# [REQUIREMENT]
Exclude images, then output the remaining data verbatim.

>> start

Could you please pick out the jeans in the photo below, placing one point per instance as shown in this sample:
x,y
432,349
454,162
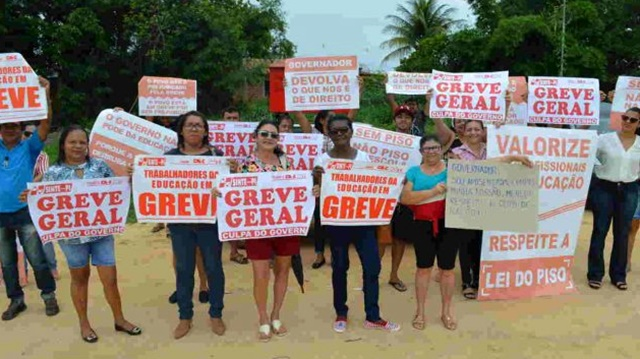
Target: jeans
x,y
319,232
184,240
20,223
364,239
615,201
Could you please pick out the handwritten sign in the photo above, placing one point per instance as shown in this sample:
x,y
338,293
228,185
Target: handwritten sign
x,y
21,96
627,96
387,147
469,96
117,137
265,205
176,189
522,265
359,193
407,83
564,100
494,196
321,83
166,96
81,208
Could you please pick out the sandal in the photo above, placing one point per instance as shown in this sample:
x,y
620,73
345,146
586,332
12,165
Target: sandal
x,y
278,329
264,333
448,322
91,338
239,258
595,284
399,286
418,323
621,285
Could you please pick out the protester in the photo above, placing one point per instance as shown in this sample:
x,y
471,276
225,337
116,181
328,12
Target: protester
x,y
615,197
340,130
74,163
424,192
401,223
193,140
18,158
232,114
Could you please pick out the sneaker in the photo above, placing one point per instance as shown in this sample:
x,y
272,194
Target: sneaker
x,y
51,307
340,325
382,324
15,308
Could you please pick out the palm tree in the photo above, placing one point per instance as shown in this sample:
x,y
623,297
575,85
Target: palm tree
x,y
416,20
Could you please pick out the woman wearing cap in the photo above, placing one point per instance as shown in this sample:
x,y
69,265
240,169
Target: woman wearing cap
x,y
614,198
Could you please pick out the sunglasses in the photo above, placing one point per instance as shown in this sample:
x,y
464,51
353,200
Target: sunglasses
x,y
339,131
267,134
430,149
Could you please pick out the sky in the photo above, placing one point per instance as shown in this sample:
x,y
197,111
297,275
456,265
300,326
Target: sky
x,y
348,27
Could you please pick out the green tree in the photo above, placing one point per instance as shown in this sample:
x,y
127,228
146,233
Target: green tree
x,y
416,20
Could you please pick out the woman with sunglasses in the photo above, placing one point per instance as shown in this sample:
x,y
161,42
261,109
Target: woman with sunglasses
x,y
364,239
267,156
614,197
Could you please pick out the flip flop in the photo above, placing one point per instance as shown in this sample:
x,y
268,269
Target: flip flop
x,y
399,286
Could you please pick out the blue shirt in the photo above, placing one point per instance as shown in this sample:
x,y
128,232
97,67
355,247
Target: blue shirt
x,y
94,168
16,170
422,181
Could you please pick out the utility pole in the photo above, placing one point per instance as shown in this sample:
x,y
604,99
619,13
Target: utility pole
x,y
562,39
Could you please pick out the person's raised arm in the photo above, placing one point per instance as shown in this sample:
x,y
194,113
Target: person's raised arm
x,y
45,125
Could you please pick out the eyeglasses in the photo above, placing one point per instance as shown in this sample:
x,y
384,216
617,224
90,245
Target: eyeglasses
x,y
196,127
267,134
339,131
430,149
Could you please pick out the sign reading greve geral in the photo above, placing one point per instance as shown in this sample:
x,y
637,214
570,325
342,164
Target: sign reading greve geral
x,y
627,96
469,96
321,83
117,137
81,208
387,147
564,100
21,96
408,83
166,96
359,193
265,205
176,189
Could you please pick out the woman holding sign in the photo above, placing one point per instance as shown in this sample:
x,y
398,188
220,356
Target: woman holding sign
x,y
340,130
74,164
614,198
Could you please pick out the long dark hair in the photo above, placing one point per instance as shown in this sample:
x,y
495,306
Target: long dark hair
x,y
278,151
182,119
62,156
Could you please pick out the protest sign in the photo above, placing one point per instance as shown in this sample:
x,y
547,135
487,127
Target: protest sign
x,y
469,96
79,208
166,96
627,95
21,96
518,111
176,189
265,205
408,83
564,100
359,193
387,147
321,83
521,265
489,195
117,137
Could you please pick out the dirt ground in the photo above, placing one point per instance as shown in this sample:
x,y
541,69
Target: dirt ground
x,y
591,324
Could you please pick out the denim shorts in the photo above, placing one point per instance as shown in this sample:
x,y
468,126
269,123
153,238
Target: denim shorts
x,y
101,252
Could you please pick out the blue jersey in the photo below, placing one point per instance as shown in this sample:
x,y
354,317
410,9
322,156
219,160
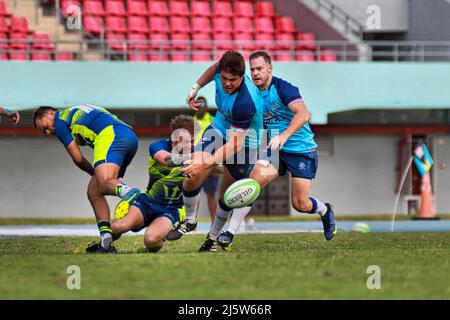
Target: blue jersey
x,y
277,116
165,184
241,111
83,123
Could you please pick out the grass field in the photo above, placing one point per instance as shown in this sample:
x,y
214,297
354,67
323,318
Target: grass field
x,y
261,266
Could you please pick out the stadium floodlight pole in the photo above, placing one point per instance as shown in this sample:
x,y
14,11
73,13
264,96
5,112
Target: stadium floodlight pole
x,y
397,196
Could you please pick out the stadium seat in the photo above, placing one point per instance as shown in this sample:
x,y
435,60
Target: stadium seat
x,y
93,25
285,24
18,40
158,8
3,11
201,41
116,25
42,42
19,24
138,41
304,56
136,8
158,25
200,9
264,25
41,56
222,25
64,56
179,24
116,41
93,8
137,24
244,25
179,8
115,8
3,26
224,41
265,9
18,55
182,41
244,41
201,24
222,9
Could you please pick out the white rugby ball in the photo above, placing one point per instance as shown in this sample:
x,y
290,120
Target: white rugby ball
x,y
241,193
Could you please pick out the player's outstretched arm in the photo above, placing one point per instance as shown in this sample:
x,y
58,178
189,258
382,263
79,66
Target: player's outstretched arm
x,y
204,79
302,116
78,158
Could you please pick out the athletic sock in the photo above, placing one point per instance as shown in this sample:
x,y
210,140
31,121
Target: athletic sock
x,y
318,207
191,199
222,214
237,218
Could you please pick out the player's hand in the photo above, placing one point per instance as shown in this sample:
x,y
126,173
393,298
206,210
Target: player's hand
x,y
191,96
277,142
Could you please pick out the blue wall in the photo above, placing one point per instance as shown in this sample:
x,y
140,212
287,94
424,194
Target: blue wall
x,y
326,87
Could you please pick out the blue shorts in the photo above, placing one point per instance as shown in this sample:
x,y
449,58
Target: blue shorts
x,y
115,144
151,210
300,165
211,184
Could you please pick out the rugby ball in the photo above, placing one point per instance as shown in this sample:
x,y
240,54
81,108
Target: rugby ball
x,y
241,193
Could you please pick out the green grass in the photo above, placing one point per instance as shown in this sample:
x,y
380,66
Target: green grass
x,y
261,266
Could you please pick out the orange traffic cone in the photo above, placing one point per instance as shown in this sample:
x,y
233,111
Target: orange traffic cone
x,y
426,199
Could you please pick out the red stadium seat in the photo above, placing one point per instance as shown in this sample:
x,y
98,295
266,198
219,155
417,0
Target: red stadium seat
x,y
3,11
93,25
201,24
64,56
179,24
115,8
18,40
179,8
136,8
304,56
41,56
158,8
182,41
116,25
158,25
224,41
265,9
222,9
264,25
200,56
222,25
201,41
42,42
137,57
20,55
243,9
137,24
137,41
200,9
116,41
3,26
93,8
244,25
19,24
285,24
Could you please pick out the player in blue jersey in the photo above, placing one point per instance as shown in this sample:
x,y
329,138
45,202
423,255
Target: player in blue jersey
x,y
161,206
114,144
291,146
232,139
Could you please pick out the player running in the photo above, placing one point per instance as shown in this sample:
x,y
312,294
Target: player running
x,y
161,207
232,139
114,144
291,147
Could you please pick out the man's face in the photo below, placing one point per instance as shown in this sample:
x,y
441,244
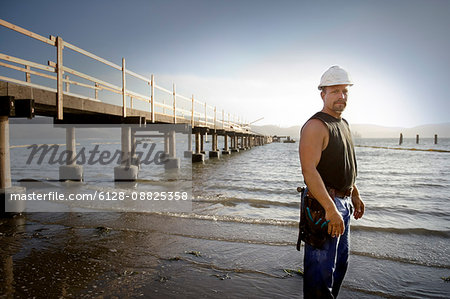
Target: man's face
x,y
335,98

>> end

# [EXPECTED ANSWER]
Could you please pick out the jeans in the photo below, placing one point per instance as shown in this sample:
x,y
432,349
454,162
Target: jeans
x,y
319,232
184,240
20,223
364,239
615,201
Could you please pick out the handwritten sign in the photo above, placing one point per instance as shown in this sample:
x,y
338,293
228,185
Target: handwritten sign
x,y
21,96
627,96
387,147
469,96
117,137
265,205
176,189
522,265
359,193
407,83
564,100
494,196
321,83
166,96
81,208
Could you please pick out the sandal in the photo above, placing one point per instance as shown in this sample:
x,y
620,73
345,146
586,332
12,165
Target: sandal
x,y
278,329
264,333
448,322
91,338
239,258
595,284
399,286
418,323
621,285
Could you please pick out the protester in the photo above, placing one point per instance as shown in this sample:
x,y
471,276
225,337
116,181
328,12
Target: protester
x,y
615,197
340,130
74,163
424,192
401,223
193,140
18,158
232,114
Could you please pick out the sneaker in the photo above, placing one point per instance as shown in this sample:
x,y
272,194
Target: sneaker
x,y
51,307
340,325
382,324
15,308
Could you please pick out the palm tree in the photo above, placing one point per instance as shown in this sample:
x,y
623,297
575,85
Target: palm tree
x,y
416,20
Could you please pick out the woman wearing cap in the photo above, placing one point per instance as shown in this sample:
x,y
69,265
240,169
Target: woman wearing cap
x,y
614,198
Could you please pick out the sunglasses in the photo above, placing one point per instance as shown in this sample:
x,y
464,51
353,200
Target: sunglasses
x,y
339,131
267,134
430,149
Could you please pick out the sky in the photo above, placing one point per instance as shown in this sample:
x,y
197,111
297,275
456,265
300,326
Target: sky
x,y
348,27
Could you please pick out the green tree in the photo above, placing one point per instance as shown in this sample:
x,y
127,228
146,233
Target: green tree
x,y
416,20
Could you please pick out the woman with sunglasses in the photo above, placing one point per instance as shown in this sample:
x,y
161,42
261,109
Target: woman with sunglasses
x,y
364,239
267,156
614,197
Could you please pick out the flip flop in the photo above, placing one point per instance as shown in this sample:
x,y
268,269
Target: flip flop
x,y
399,286
Could you please pick out the blue shirt in the photo above, placing one point per instance as shown in this sample:
x,y
128,232
97,67
355,247
Target: blue shirt
x,y
94,168
16,170
422,181
Could you please pick out the utility pole in the photo above, placing one point per instance as shown in this sample:
x,y
604,99
619,13
Target: utility pole
x,y
562,39
Could you please pick out the person's raised arm in the photo above, placing one point per instance as shown in this sample:
x,y
194,113
Target: person's raised arm
x,y
45,125
Could you please pick out the eyeglasses in the photo above, placing one point per instance as shown in this sample:
x,y
384,216
617,224
90,245
Target: eyeglasses
x,y
196,127
267,134
339,131
430,149
Could you please pick out the sign reading greve geral in the photo above, placing one point per instance as shown in this sample:
x,y
637,214
570,325
342,164
Target: sign reading greve geral
x,y
627,96
469,96
321,83
117,137
81,208
387,147
564,100
21,96
408,83
166,96
359,193
265,205
176,189
Could you please pick out the woman holding sign in the photo above, placing one point per instance as shown in this sample:
x,y
398,188
220,356
Target: woman holding sign
x,y
340,130
74,164
614,198
Could you please pick out the long dark hair in the photo above, placing one point per instance as shown in this sample:
x,y
495,306
Target: long dark hair
x,y
278,151
182,119
62,156
Could you please pick out the protest sign in the photo above, placing one point per instance as shown in this sample:
x,y
547,135
487,127
Target: protest sign
x,y
469,96
79,208
166,96
627,95
21,96
518,111
176,189
265,205
408,83
564,100
359,193
387,147
321,83
521,265
489,195
117,137
Could you please pick out the dirt ground in the photo above, placing one point per instance as shown in this sample:
x,y
541,69
Target: dirt ground
x,y
591,324
Could you please pick out the denim shorts in the photo above, placing one point per instance as shown in this sample:
x,y
468,126
269,123
153,238
Target: denim shorts
x,y
101,252
Could you please pick out the blue jersey in the photo below, placing one point per instance as shown in this sample:
x,y
354,317
410,9
322,156
219,160
Target: blue jersey
x,y
277,116
165,184
241,111
83,123
Could you please pick out the grass field in the photo above, placing one point per instance as shown in this sample:
x,y
214,297
354,67
323,318
Target: grass field
x,y
261,266
Could you please pick out the stadium floodlight pole in the photo above, placing one point per instance as shown in this sample:
x,y
14,11
73,13
264,96
5,112
Target: stadium floodlight pole
x,y
397,196
Could you please pick out the stadium seat in the photo above, placing one point per instance as shown in this sample:
x,y
435,60
Target: stadium seat
x,y
93,25
285,24
18,40
158,8
3,11
201,41
116,25
42,42
19,24
138,41
304,56
136,8
158,25
200,9
264,25
41,56
222,25
64,56
179,24
116,41
93,8
137,24
244,25
179,8
115,8
3,26
224,41
265,9
18,55
182,41
244,41
201,24
222,9
Could you please pick out the white rugby ball in the photo above, placing one point per instance as shown in this sample:
x,y
290,120
Target: white rugby ball
x,y
241,193
Could you please pick out the player's outstretched arm in the photo above, placing one point per instance as shown in this sample:
x,y
58,178
189,258
382,263
79,66
Target: player's outstretched arm
x,y
204,79
302,116
78,158
Could you please pick out the athletic sock in the photo above, placing one point per instance as shown in this sample:
x,y
210,140
31,121
Target: athletic sock
x,y
318,207
191,199
222,214
237,218
Could you please pick out the player's hand in the photo above, placing one point per instance as shown in this sample:
x,y
126,173
393,298
206,210
Target: player's hand
x,y
191,96
277,142
Could you please pick out the blue wall in the photo above, placing one point per instance as shown in this sample:
x,y
140,212
287,94
424,194
Target: blue wall
x,y
326,87
Could you please pick out the blue shorts in the photo above, placing one point per instance as shown in this sample:
x,y
449,58
Target: blue shorts
x,y
115,144
151,210
300,165
211,184
Could you please pick out the rugby ball in the photo above, placing one point per instance as shown in this sample:
x,y
240,54
81,108
Target: rugby ball
x,y
241,193
Could you please pick out the green grass in the photo above, placing one point per instance as shown in this sample:
x,y
380,66
Target: green grass
x,y
261,266
Could you please pick out the orange traffic cone in the photo above, placing one point per instance as shown in this sample:
x,y
233,111
Target: orange traffic cone
x,y
426,199
Could you please pick out the red stadium seat in the photo above, placing one point per instance as shown in this sample:
x,y
98,295
266,198
219,155
417,0
Target: red stadium seat
x,y
3,11
93,25
201,24
64,56
179,24
115,8
18,40
179,8
136,8
304,56
41,56
158,8
182,41
116,25
158,25
224,41
265,9
222,9
264,25
200,56
222,25
201,41
42,42
137,57
20,55
243,9
137,24
137,41
200,9
116,41
3,26
93,8
244,25
19,24
285,24
Could you please pick out the player in blue jersey in the photo above, placing one point per instance as shown in this sample:
x,y
329,138
45,202
423,255
Target: player in blue jersey
x,y
161,206
114,144
291,146
232,139
Could you please pick out the player running in the photo above, placing one point per instance as shown in this sample:
x,y
312,294
Target: player running
x,y
161,207
232,139
114,144
291,147
Could you please pick out the man's face in the photo below, placing one point per instance as shown in this sample:
x,y
441,244
Target: man's face
x,y
335,98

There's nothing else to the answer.